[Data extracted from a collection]

——————

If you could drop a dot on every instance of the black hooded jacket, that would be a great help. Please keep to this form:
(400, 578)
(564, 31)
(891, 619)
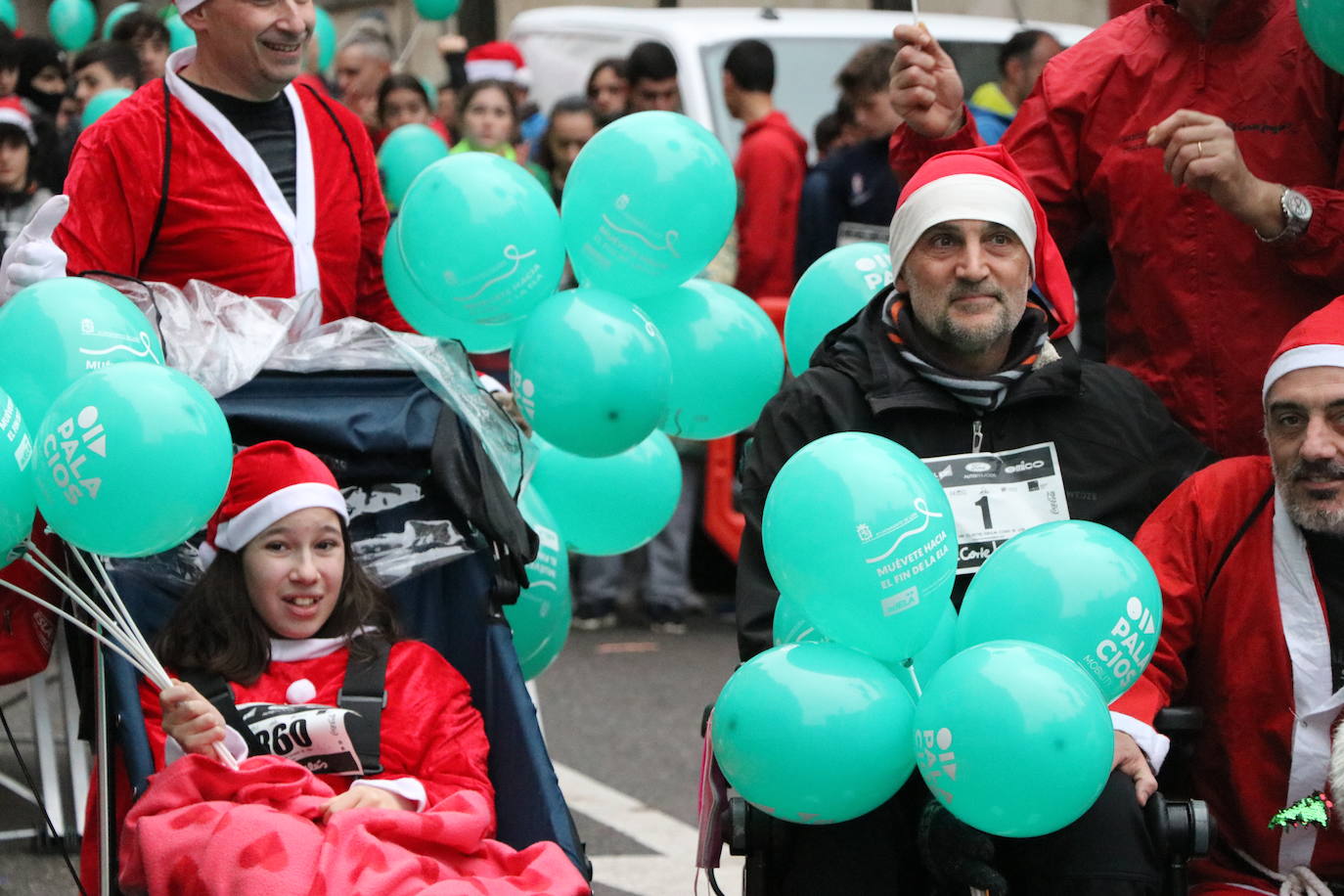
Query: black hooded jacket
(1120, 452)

——————

[How to complete this task]
Pictures are to be dropped, and the remaining data set down exactly.

[Answer to this task]
If you could drop a dot on every instance of the black hooded jacket, that would be a great help. Please keep to this form:
(400, 578)
(564, 31)
(891, 619)
Query: black hooded jacket
(1120, 452)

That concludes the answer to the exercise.